Task requirements: Search the entries for lines that contain the word "steel", and report each one found.

[Source data]
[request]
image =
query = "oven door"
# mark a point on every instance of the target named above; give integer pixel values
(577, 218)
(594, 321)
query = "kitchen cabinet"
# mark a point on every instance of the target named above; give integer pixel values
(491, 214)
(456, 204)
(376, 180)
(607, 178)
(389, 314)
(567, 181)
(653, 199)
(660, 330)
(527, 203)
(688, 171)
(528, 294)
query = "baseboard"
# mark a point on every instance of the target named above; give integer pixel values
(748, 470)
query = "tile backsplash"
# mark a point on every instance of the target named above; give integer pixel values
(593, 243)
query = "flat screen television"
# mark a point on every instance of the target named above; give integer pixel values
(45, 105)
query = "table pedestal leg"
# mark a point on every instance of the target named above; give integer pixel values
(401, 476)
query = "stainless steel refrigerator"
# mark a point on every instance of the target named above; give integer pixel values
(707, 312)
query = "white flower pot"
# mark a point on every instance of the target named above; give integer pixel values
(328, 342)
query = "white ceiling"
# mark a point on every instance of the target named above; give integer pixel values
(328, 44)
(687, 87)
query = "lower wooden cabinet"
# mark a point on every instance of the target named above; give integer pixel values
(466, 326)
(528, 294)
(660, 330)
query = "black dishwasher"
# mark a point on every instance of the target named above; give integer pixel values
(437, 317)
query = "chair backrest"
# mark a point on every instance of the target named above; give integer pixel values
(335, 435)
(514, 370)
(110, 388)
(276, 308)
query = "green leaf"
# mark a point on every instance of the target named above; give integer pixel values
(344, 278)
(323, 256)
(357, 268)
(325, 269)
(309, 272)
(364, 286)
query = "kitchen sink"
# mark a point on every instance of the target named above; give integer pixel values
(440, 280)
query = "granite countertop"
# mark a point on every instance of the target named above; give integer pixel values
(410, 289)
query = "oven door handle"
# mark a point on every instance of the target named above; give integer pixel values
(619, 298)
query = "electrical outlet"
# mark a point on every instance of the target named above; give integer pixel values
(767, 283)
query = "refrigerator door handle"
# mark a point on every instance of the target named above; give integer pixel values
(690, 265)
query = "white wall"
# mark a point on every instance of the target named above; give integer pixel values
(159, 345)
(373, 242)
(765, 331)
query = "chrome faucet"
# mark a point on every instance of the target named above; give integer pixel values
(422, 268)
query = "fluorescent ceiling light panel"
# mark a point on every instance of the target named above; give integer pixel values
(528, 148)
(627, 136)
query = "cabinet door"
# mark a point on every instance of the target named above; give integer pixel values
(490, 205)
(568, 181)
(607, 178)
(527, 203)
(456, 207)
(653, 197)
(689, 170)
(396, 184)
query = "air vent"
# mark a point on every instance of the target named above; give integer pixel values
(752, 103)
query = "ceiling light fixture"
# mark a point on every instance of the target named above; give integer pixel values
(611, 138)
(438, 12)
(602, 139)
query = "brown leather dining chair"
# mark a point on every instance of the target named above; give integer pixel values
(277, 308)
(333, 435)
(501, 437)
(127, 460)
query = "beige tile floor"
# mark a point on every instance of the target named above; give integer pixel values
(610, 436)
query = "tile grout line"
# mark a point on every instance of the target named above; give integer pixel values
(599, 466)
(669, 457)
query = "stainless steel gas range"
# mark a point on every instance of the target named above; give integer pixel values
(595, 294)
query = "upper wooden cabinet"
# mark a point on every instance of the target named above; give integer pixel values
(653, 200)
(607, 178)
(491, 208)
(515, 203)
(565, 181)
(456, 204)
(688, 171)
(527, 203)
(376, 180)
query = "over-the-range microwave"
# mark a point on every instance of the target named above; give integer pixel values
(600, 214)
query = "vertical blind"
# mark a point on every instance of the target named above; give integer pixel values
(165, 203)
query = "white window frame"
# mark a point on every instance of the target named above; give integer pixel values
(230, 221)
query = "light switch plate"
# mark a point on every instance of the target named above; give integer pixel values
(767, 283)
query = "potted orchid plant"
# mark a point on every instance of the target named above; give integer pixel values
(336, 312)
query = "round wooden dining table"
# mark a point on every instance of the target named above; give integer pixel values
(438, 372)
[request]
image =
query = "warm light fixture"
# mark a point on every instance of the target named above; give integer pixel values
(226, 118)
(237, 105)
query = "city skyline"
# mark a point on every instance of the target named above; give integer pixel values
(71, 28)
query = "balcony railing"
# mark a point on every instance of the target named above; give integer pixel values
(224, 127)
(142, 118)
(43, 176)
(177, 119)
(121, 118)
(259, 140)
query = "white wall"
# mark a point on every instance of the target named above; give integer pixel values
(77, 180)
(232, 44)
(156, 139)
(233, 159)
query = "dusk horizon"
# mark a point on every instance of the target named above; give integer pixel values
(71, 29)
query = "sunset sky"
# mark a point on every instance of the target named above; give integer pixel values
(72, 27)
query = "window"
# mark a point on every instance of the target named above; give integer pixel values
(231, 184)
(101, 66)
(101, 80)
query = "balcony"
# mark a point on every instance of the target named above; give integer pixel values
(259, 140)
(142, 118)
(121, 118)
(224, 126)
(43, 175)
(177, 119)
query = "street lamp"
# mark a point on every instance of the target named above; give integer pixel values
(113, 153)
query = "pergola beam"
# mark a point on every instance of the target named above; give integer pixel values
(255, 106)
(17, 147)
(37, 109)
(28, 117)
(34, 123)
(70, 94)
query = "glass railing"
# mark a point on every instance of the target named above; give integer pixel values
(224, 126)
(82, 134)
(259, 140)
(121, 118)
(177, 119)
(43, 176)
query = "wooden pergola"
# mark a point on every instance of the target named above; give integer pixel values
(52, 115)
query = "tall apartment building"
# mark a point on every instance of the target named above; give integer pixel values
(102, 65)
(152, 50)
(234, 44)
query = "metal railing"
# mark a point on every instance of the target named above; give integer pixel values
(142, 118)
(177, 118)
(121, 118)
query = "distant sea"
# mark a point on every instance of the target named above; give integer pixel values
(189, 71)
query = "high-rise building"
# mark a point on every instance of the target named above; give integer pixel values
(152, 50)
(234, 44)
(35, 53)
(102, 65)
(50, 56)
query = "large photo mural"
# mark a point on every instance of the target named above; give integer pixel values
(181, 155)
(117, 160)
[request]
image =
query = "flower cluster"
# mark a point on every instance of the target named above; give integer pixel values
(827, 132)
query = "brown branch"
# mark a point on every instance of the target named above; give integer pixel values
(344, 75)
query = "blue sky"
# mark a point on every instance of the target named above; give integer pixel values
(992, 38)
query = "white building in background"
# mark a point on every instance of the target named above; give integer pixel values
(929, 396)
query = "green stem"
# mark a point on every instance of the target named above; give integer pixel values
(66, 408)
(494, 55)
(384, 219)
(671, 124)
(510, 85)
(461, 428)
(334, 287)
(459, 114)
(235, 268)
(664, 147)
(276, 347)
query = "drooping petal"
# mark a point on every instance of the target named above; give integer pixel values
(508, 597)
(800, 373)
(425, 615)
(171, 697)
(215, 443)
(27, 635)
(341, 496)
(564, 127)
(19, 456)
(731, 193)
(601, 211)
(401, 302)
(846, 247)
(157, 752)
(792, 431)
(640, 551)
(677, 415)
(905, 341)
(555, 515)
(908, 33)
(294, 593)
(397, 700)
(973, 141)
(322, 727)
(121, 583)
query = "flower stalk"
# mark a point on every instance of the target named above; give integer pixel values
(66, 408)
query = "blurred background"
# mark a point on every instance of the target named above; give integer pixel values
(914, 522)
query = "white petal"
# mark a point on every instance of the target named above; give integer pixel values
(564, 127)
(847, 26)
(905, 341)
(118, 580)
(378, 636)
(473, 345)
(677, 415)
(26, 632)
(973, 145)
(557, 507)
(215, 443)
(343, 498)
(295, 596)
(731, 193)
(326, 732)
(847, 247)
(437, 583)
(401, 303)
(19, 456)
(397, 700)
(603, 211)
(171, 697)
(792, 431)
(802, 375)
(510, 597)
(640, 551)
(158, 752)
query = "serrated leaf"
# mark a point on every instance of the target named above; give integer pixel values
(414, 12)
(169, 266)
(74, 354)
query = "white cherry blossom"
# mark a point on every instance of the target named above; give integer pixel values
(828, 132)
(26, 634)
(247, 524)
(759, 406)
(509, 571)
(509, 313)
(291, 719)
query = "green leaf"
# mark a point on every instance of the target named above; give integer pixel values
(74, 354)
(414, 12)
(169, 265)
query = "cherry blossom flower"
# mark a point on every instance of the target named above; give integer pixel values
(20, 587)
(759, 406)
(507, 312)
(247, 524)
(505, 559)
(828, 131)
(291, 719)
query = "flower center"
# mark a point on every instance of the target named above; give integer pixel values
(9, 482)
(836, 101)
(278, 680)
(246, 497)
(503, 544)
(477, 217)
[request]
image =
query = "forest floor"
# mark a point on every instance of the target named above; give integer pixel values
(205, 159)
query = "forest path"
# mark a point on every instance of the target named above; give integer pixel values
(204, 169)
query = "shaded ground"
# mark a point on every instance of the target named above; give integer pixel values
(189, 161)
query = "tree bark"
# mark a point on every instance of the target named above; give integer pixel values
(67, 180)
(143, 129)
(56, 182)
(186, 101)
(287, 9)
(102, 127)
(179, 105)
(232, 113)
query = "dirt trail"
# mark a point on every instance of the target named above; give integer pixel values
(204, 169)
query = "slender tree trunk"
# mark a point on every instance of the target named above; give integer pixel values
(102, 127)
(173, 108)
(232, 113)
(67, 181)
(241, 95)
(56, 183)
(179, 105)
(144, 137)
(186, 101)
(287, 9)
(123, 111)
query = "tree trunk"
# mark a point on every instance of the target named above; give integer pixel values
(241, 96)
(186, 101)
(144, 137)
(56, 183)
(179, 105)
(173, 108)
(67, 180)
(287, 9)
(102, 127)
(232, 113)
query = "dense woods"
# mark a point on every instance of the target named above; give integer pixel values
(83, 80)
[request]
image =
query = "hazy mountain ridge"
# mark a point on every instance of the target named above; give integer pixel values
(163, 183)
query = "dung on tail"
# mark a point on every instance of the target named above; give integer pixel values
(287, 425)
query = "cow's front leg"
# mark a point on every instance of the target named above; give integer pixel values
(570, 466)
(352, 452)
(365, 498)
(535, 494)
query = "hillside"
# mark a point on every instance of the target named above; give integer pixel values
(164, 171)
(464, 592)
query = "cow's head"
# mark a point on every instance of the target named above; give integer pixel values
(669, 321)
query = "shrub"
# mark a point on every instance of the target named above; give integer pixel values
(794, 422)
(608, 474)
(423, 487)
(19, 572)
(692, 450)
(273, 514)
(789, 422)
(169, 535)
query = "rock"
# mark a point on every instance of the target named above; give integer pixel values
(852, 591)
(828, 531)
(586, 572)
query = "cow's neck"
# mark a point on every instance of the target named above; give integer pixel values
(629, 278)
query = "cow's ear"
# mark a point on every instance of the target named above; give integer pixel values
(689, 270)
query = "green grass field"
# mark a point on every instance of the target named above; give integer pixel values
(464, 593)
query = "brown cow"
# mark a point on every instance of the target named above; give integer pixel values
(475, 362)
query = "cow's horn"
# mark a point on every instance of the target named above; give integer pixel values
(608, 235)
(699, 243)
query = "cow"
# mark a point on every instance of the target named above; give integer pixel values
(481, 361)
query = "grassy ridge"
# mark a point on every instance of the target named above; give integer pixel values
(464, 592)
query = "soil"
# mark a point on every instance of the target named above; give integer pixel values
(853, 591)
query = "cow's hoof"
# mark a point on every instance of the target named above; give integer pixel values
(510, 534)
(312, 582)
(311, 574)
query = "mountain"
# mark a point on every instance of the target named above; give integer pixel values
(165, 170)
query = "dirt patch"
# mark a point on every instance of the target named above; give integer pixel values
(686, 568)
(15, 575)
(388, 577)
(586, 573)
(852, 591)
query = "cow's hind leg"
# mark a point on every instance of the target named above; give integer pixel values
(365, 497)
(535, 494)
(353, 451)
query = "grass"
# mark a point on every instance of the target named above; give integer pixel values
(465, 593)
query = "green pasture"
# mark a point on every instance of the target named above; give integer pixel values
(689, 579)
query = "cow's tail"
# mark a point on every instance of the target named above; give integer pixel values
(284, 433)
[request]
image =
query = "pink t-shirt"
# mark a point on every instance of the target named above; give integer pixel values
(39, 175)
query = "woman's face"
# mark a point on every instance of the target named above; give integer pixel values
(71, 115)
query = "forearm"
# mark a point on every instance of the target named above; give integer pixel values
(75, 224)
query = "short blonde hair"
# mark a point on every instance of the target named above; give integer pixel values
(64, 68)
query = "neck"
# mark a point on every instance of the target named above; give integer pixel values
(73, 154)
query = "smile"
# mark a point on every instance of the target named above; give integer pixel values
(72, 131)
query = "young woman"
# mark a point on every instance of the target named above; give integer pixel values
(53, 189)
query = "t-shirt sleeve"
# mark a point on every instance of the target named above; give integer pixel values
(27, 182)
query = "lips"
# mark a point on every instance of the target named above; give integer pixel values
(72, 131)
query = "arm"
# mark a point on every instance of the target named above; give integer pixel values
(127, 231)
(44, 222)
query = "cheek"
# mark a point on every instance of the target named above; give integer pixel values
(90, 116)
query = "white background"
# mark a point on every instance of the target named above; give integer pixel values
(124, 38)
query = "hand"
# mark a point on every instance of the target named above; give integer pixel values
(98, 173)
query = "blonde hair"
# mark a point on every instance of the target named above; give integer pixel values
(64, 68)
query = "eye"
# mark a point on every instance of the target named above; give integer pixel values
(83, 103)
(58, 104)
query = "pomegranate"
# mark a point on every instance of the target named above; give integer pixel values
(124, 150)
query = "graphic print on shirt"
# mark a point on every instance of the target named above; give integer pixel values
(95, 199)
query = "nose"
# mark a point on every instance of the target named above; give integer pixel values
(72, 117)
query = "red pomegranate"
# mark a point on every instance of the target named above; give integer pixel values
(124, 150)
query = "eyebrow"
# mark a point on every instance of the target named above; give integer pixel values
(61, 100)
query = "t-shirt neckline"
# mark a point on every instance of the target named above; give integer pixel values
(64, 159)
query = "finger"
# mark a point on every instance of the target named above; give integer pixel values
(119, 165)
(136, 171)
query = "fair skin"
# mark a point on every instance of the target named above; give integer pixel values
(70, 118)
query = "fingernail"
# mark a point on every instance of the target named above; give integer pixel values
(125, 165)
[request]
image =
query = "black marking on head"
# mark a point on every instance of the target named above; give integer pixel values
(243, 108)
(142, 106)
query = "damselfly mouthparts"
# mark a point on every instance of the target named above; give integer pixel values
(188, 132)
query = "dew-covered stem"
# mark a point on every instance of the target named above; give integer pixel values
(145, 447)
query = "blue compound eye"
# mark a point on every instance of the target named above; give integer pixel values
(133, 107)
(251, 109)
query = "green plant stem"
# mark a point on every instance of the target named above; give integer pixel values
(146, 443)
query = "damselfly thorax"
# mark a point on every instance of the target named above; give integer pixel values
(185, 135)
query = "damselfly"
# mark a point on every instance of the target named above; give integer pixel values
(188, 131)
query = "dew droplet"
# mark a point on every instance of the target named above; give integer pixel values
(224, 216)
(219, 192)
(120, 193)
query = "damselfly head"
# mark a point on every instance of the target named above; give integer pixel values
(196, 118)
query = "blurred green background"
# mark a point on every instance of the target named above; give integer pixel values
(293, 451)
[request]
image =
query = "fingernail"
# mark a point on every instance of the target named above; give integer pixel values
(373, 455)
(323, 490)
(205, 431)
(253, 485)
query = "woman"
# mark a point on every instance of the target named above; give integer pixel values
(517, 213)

Answer space:
query = "stainless steel refrigerator"
query = "stainless steel gas range"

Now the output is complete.